SELECTED EXTRACT:
· · ·

Bulk Racing Testing
When you've successfully run locally and tweaked your prompts, you undoubtedly want to know: Which large model is truly the smartest and performs best under the current settings?
We need automated racing lanes, not just manually opening ten terminal windows.
1. Principle & Configuration
The core logic of the ranking engine run_multiple_experiments.py is to loop through your registered MODELS_TO_TEST. It will:
- Generate a unique Session ID (
exp_2026xxxx_xxxxxx) for every gladiatorial bout. - Forcibly replace environment hyperparameters with your specified constants (like
interval=5,epsiodes=5), guaranteeing fair competition. - Iteratively pull up sub-processes to execute
run_game.py, and elegantly archive previously scattered JSON logs by model category under the same large directory, making it easy for you to investigate exactly which model made a bad move on which step in which game.
2. Registering Draft Models
Open run_multiple_experiments.py and register your large model APIs:
MODELS_TO_TEST = [
{
"name": "GLM_5",
"model": "GLM-5",
"provider": "openai_compatible"
},
{
"name": "Gemini_3_0_Flash",
"model": "Gemini-3.0-Flash",
"provider": "openai_compatible"
}
](API keys and Base URLs are automatically loaded from your .env file.)

· · ·

SUPPLIED MATERIAL:
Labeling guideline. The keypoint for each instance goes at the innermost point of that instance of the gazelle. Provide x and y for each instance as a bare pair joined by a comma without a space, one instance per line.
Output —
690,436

· · ·

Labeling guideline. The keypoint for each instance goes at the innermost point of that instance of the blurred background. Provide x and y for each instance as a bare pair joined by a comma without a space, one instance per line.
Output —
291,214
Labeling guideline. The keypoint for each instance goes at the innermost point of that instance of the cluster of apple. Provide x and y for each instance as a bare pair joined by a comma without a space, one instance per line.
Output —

· · ·

WORK INSTRUCTION 1: Where does the bulk racing testing page say API keys and Base URLs are loaded from?
WORK INSTRUCTION 2: Please reproduce the stretch of the bulk racing testing page from "1. Principle &" through "in which game.".
WORK INSTRUCTION 3: Write what comes next in the bulk racing testing page, picking up after its last sentence.

FINAL ANSWER 1: They are loaded automatically from your .env file.

FINAL ANSWER 2:
1. Principle & Configuration
The core logic of the ranking engine run_multiple_experiments.py is to loop through your registered MODELS_TO_TEST. It will:
- Generate a unique Session ID (
exp_2026xxxx_xxxxxx) for every gladiatorial bout. - Forcibly replace environment hyperparameters with your specified constants (like
interval=5,epsiodes=5), guaranteeing fair competition. - Iteratively pull up sub-processes to execute
run_game.py, and elegantly archive previously scattered JSON logs by model category under the same large directory, making it easy for you to investigate exactly which model made a bad move on which step in which game.

FINAL ANSWER 3:
3. Firing the Starting Gun
In the console, type:
python run_multiple_experiments.pyThe terminal will print a progress bar in real-time similar to [1/4] Model: GLM_5 (Model: GLM-5) ... [OK] Model GLM_5 finished in: xxx s. Once all models have completed their participation, the ranking test concludes.
4. Crowning the Leaderboard
To directly demonstrate the effects to mentors and the outside world, the project comes with a scanner that one-click parses all the benchmark JSONs and purifies them into a leaderboard function:
python parse_leaderboard.pyIt will scan every contestant in the latest batch's experiment_logs root directory, throw a LEADERBOARD.md static text document into the current directory, and update the data.json used to maintain the site's real-time dynamic data. At this point, you can head over to the left sidebar to view the visual Leaderboard.